Reproduce every line of the records below, requests included, and scale each coordinate in the answers by 2.3, rounding to whole numbers with halves rounded up. Leave the pictures out.

DATA PROVIDED =
========================================================================

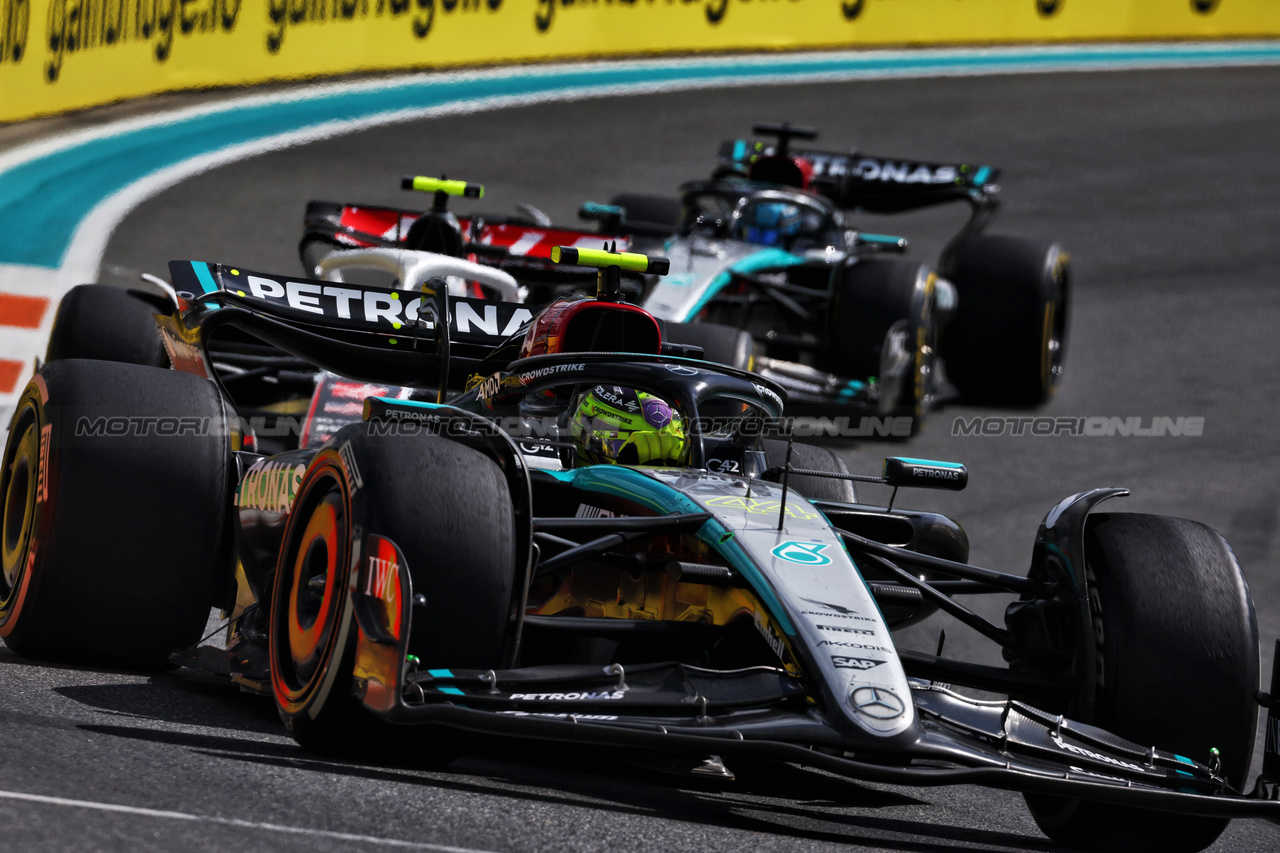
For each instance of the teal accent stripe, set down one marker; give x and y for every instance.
(763, 259)
(206, 281)
(927, 461)
(42, 200)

========================================================================

TASK SOLUTION =
For each instance of the teal accent stripe, set down one marker; give x and y for every instance.
(1755, 596)
(474, 646)
(2132, 1060)
(97, 460)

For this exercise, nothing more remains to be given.